# ЗАДАНИЕ A
Переведите на английский язык предложение из фрагмента о речах Брута и Антония: «Еще более достойная удивления речь Антония замечательна, во-первых и прежде всего, сознательным различием в стиле».
# ЗАДАНИЕ B
Допишите продолжение фрагмента о речах Брута и Антония, начиная сразу после его последнего предложения.

# ВЫБРАННЫЙ ФРАГМЕНТ

------------------------------------------------------------------------

С необычайным и вместе с тем благородным искусством достигает он
кульминационного пункта в вопросе: "Есть между вами человек столь гнусный,
что не любит своего отечества? Есть - пусть говорит: только он и оскорблен
мной", и когда в ответ раздается: "Никто, Брут, нет между нами такого",
следует спокойная реплика: "А когда так, то никто и не оскорблен мной".
Еще более достойная удивления речь Антония замечательна, во-первых и
прежде всего, сознательным различием в стиле. Здесь нет антитез, нет
литературного красноречия, но есть красноречие устное, самого сильного
демагогического характера; речь начинается с того самого пункта, где Брут
оставил слушателей. Оратор в виде вступления категорически заявляет, что
здесь будет говориться над гробом Цезаря, а не во славу его и при этом
подчеркивает до утомления, что Брут и другие заговорщики - все, все
благородные люди. Затем это красноречие вздымается, гибкое и могучее в своем
хорошо рассчитанном crescendo, в самой глубине своей вдохновляемое
чувствами, которые дышат пламенным энтузиазмом к Цезарю и жгучим
негодованием на совершенное над ним убийство. Под впечатлением того, что
Брут завоевал в свою пользу настроение толпы, насмешка и негодование сначала
надевают маску, потом маска слегка, затем немного больше, затем еще больше
приподнимается и, наконец, страстным движением руки срывается и
отбрасывается прочь.

------------------------------------------------------------------------

# СОДЕРЖИМОЕ НАБОРА ДАННЫХ
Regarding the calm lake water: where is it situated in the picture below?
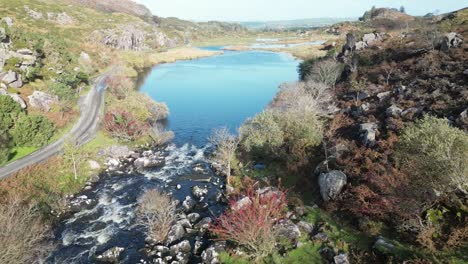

------------------------------------------------------------------------

# ОТВЕТ A
Antony's speech, even more worthy of wonder, is remarkable first and foremost for a deliberate difference in style.

# ОТВЕТ B
Здесь Шекспир снова сумел мастерски воспользоваться указаниями, хотя и
скудными, которые дал ему Плутарх:
"По обряду и обычаю Антоний произнес надгробное слово над Цезарем, и
когда увидал, что народ необычайно взволнован и тронут его речью, он
внезапно к похвальной речи Цезарю присоединил то, что считал подходящим для
того, чтобы пробудить сострадание и воспламенить душу слушателей".
Послушайте, что сделал из этого Шекспир:
Друзья, римляне, сограждане, удостойте меня вашего внимания. Не
восхвалять, а отдать последний долг хочу я Цезарю. Дурные дела людей
переживают их, хорошие - погребаются часто вместе с их костями. Пусть будет
то же и с Цезарем! Благородный Брут сказал вам, что Цезарь был властолюбив;
если это справедливо - это важный недостаток, и Цезарь жестоко поплатился за
него. Я пришел сюда с позволения Брута и прочих, потому что Брут благороден
- таковы и все они: все они благородные люди, - чтобы сказать надгробное
слово Цезарю. Он был мне друг, добр и справедлив в отношении ко мне; но Брут
говорит, что он был властолюбив, а Брут - благородный человек.
Затем Антоний возбуждает сперва сомнение во властолюбии Цезаря,
упоминает о том, как он отказался от царской короны, трижды отказался от
нее. Разве же это было властолюбие? Вслед за этим он переходит к вопросу,
что Цезарь ведь все-таки был когда-то любим, и ничто не запрещает оплакивать
его. Потом, с внезапной вспышкой:
О, где же здравый смысл? Бежал к безумным зверям, и люди лишились
рассудка! Сердце мое в этом гробе с Цезарем: я не могу продолжать, пока оно
не возвратится ко мне.
И вот следует призыв сострадания к этому величайшему мужу, слово
которого еще вчера могло противостать вселенной, и перед которым теперь,
когда он лежит здесь, самый ничтожный человек не хочет поклониться.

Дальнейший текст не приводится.